### [Given instruction]
Count the lines in the rows below that contain the string "white". Case matters. Reply with the number alone.

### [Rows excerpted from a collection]
-- -- --
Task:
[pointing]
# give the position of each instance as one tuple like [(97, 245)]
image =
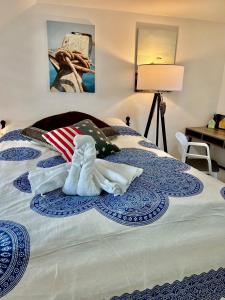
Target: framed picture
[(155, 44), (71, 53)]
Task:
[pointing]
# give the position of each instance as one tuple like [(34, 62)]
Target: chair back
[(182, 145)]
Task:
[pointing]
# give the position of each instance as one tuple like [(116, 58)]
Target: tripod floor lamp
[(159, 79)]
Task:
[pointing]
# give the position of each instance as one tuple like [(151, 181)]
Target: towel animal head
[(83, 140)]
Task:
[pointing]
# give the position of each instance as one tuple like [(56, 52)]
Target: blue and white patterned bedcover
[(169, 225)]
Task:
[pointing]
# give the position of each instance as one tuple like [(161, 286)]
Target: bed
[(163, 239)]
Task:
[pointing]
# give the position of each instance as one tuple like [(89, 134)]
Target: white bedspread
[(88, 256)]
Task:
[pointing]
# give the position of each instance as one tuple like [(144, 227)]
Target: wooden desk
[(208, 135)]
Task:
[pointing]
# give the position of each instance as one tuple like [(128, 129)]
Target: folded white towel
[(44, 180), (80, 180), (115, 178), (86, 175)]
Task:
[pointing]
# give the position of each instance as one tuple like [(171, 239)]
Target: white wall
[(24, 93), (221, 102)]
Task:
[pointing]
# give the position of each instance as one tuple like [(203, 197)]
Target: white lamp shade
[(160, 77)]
-- -- --
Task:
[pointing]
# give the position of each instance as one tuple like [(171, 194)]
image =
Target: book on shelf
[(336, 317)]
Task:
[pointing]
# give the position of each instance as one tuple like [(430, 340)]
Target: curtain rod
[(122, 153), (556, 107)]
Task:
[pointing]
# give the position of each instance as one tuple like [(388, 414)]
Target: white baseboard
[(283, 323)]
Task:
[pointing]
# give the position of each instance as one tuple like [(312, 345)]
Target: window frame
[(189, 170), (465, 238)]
-- -- --
### [The solution]
6